任务要求.
将下面的材料逐行照录，一字不改。
━━━━━ 所给材料 ━━━━━
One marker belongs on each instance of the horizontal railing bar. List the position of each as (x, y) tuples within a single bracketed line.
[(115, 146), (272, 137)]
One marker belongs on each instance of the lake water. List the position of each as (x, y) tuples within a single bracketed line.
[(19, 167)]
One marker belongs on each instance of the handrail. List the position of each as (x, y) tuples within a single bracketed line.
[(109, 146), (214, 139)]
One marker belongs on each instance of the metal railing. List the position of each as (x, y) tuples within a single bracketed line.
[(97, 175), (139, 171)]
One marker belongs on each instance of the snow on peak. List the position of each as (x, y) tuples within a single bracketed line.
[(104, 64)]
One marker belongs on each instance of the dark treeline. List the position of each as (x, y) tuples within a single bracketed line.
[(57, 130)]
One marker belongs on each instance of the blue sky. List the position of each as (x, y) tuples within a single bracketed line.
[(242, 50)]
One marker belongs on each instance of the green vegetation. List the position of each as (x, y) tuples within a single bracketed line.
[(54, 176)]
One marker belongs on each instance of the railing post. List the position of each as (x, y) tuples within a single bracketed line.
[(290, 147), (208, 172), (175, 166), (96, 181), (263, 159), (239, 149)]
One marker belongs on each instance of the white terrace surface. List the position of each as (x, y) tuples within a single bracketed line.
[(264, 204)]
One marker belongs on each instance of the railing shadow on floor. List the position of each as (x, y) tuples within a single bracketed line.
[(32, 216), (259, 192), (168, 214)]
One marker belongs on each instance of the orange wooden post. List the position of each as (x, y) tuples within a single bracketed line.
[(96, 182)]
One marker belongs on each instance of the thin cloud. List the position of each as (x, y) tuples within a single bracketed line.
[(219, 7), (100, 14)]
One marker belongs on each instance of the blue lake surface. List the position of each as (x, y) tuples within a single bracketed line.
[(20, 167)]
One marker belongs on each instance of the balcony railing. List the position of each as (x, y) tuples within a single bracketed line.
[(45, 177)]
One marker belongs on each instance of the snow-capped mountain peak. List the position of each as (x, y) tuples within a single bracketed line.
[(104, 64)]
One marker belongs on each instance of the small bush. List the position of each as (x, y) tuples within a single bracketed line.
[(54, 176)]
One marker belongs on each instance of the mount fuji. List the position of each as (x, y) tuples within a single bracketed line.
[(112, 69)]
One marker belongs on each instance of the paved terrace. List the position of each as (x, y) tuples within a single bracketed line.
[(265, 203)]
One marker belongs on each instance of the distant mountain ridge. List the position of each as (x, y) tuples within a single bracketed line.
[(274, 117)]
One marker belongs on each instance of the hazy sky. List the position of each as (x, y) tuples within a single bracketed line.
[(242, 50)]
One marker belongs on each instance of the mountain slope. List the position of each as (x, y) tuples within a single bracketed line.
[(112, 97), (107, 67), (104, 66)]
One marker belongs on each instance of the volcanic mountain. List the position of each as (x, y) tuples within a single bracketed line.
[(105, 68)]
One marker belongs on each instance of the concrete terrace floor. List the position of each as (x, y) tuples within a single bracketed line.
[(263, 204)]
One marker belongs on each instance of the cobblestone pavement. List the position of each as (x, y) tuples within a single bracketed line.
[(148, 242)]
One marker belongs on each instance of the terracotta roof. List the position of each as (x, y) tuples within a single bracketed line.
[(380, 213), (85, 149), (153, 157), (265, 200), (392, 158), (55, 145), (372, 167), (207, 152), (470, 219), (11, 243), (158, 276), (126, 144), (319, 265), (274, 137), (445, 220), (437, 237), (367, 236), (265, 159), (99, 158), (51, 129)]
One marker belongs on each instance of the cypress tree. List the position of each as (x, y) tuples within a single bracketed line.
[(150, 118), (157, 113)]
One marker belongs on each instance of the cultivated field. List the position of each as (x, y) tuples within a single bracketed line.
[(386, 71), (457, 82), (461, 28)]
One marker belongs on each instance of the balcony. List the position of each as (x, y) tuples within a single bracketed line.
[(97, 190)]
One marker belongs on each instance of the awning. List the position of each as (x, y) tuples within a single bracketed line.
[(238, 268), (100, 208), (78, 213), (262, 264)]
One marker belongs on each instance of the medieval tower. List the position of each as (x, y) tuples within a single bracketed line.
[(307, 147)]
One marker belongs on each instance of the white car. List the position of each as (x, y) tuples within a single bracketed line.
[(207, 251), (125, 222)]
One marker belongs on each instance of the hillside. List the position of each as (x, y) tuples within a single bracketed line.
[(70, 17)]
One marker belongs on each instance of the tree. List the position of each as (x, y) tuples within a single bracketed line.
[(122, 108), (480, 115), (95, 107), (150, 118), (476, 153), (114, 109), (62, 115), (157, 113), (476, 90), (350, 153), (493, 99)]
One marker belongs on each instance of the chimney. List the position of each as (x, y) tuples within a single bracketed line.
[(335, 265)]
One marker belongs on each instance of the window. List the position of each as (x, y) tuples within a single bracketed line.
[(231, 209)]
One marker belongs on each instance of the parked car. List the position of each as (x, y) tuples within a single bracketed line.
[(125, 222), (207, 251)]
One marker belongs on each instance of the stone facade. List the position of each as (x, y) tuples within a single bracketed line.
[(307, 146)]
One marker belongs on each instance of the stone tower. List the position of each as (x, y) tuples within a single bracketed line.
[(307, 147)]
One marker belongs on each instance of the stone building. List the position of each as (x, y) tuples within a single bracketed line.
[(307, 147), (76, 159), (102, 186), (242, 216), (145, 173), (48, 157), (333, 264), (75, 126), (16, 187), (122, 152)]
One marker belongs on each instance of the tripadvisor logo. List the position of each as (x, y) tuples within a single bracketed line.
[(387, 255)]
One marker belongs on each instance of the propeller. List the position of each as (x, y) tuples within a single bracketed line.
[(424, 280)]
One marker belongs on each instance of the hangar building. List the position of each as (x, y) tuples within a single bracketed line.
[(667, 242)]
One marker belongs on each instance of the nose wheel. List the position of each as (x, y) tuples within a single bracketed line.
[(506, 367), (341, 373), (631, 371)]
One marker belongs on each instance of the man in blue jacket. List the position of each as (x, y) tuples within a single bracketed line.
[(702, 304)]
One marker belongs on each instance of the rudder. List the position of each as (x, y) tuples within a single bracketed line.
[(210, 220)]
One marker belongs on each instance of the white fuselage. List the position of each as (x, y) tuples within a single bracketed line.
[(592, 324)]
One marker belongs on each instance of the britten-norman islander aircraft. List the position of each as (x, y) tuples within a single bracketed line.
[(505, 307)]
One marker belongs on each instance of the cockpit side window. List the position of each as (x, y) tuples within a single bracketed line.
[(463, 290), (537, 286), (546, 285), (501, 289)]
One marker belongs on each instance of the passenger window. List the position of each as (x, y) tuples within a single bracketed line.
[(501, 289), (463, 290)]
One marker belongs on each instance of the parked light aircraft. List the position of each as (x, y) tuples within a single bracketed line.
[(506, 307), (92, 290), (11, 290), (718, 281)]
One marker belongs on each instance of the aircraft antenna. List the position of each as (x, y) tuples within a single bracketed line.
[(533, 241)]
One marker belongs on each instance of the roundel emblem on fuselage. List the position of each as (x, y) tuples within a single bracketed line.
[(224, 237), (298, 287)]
━━━━━
正确答案.
One marker belongs on each instance of the horizontal railing bar. List the position of each as (x, y) tuples within a single bracketed line.
[(115, 146), (272, 137)]
One marker belongs on each instance of the lake water. List the position of each as (x, y) tuples within a single bracketed line.
[(19, 167)]
One marker belongs on each instance of the handrail. List the position of each as (x, y) tuples within a single bracketed line.
[(109, 146), (214, 139)]
One marker belongs on each instance of the metal railing. List the position of each as (x, y) tuples within a single bracketed line.
[(97, 175), (139, 171)]
One marker belongs on each instance of the snow on peak. List the position of each as (x, y) tuples within a single bracketed line.
[(104, 64)]
One marker belongs on each instance of the dark treeline. List the position of each as (x, y) tuples within a single bracketed line.
[(57, 130)]
One marker belongs on each instance of the blue sky. List the position of each as (x, y) tuples within a single bracketed line.
[(242, 50)]
One marker belongs on each instance of the green vegetation. List the position of each as (x, y) tuples within a single bracketed line.
[(54, 176)]
One marker belongs on each instance of the railing post. List the position of each as (x, y) tuples within a single bracketed line.
[(290, 147), (208, 172), (175, 166), (96, 181), (263, 159), (239, 149)]
One marker belongs on each instance of the white terrace surface. List the position of each as (x, y) tuples within a single bracketed line.
[(264, 204)]
One marker belongs on each instance of the railing shadow on floor. List the position of each as (x, y) tuples within a single bracketed line.
[(32, 216), (259, 192), (168, 214)]
One marker belongs on each instance of the orange wooden post. List the position of each as (x, y) tuples within a single bracketed line.
[(96, 182)]
One marker belongs on each instance of the thin cloud. List the position of each as (x, y) tuples within a single bracketed line.
[(219, 7), (100, 14)]
One marker belongs on each instance of the blue lake surface. List the position of each as (x, y) tuples within a single bracketed line.
[(20, 167)]
One marker belongs on each instance of the balcony railing. List the position of each as (x, y) tuples within a single bracketed line.
[(45, 177)]
One marker belongs on each instance of the snow-capped mountain peak. List the position of each as (x, y) tuples within a single bracketed line.
[(104, 64)]
One marker belongs on each instance of the small bush. List the position of each as (x, y) tuples within a single bracketed line.
[(54, 176)]
One marker belongs on each instance of the mount fuji. List the position of each as (x, y) tuples within a single bracketed line.
[(112, 69)]
One marker belongs on each instance of the paved terrace. List the position of each as (x, y) tuples within a single bracketed line.
[(265, 203)]
One marker belongs on each instance of the distant mountain ridge. List the position of each as (x, y) tuples within a single bracketed line.
[(274, 117)]
One marker belongs on each instance of the hazy sky. List the position of each as (x, y) tuples within a single bracketed line.
[(242, 50)]
One marker belongs on each instance of the mountain slope. List the position of each as (x, y) tuples within a single bracketed line.
[(112, 97), (107, 67), (104, 66)]
One marker belongs on each instance of the volcanic mountain. List the position of each as (x, y) tuples within a single bracketed line.
[(105, 68)]
One marker belongs on each instance of the concrete terrace floor. List the position of each as (x, y) tuples within a single bracketed line.
[(263, 204)]
One marker belongs on each instance of the cobblestone pavement. List the position of each as (x, y) tuples within a single bracketed line.
[(148, 242)]
One marker belongs on each instance of the terracotta roof. List the position of each as (x, y) tuples within a single bracketed line.
[(380, 213), (85, 149), (153, 157), (265, 200), (392, 158), (55, 145), (372, 167), (207, 152), (470, 219), (11, 243), (158, 276), (126, 144), (319, 265), (274, 137), (445, 220), (437, 237), (367, 236), (265, 159), (99, 158), (51, 129)]
One marker belongs on each instance of the cypress tree. List the position of each as (x, y) tuples within a single bracketed line.
[(150, 118), (157, 113)]
One marker belongs on each instance of the cultivated field. List the position of each as (x, y) tuples within a single bracketed line.
[(386, 71), (457, 82), (461, 28)]
One marker belongs on each instance of the balcony. List the position of each as (x, y) tuples within a single bracketed line.
[(97, 190)]
One marker belongs on each instance of the awning. List the position of each as (x, y) tuples within a single bracketed line.
[(238, 268), (100, 208), (78, 213), (262, 264)]
One marker belongs on each instance of the medieval tower. List the position of each as (x, y) tuples within a single bracketed line.
[(307, 147)]
One marker belongs on each instance of the white car. List the position of each as (x, y) tuples within a single bracketed line.
[(207, 251), (125, 222)]
One marker belongs on each instance of the hillside. List the position of each as (x, y) tuples within a single bracketed line.
[(70, 17)]
One marker belongs on each instance of the tree. List the position of each as (x, y) tuples within a single bracketed line.
[(122, 108), (480, 115), (95, 107), (150, 118), (476, 153), (114, 109), (62, 115), (157, 113), (476, 90), (350, 153), (493, 99)]
One marker belongs on each instance of the chimney. List the position of each as (x, y) tuples within a single bracketed line.
[(335, 265)]
One marker belongs on each instance of the window. List the position of each as (x, y) tuples within a single bracketed line.
[(231, 209)]
One marker belongs on each instance of the parked car. List the position of each as (x, y) tuples within a single bracketed line.
[(125, 222), (207, 251)]
One marker belongs on each instance of the stone facade. List the position of each as (x, y) tuples within a single bracketed line.
[(307, 146)]
One marker belongs on each instance of the stone tower. List the position of each as (x, y) tuples within a single bracketed line.
[(307, 147)]
One marker belongs on each instance of the stone building. List the position of each as (x, y) tuples within a single bracketed line.
[(307, 147), (76, 159), (102, 186), (242, 216), (145, 173), (48, 157), (333, 264), (75, 126), (16, 187), (122, 152)]
One marker belongs on each instance of the tripadvisor logo. List the position of each as (x, y) tuples within a single bracketed line.
[(387, 255)]
One marker belongs on each instance of the propeller. List the position of each as (x, y) tuples within a single bracketed line.
[(424, 280)]
One marker belongs on each instance of the hangar building. List the position of each as (x, y) tuples within a single bracketed line.
[(667, 242)]
One marker belongs on each instance of the nose wheel. List the position of each as (x, y) tuples within a single bracketed line.
[(506, 367), (341, 373), (631, 371)]
One marker belongs on each instance of the man in blue jacket. List the position of each as (x, y) tuples within a single bracketed line.
[(702, 304)]
One marker belongs on each instance of the rudder. List the position of each as (x, y) tuples within a single bracketed line.
[(210, 220)]
One marker belongs on each instance of the white fuselage. List the position of each as (x, y) tuples within a single bracketed line.
[(592, 324)]
One marker belongs on each instance of the britten-norman islander aircraft. List the position of each as (x, y) tuples within a single bracketed line.
[(505, 307)]
One marker belongs on each instance of the cockpit side window. List the position of each as (x, y) tuples within a single bracketed line.
[(463, 290), (537, 286), (546, 285), (501, 289)]
One marker belongs on each instance of the passenger window. List the position of each as (x, y) tuples within a single bracketed line.
[(501, 289), (463, 290)]
One marker belongs on each instance of the parked light aircraft. List the position of each as (x, y) tuples within a single bracketed line.
[(506, 307), (92, 290), (11, 290), (718, 281)]
One marker belongs on each instance of the aircraft antenna. List the position of each as (x, y) tuples within a single bracketed line.
[(533, 241)]
One marker belongs on each instance of the roundel emblem on fuselage. List the position of each as (x, y) tuples within a single bracketed line.
[(224, 237), (298, 287)]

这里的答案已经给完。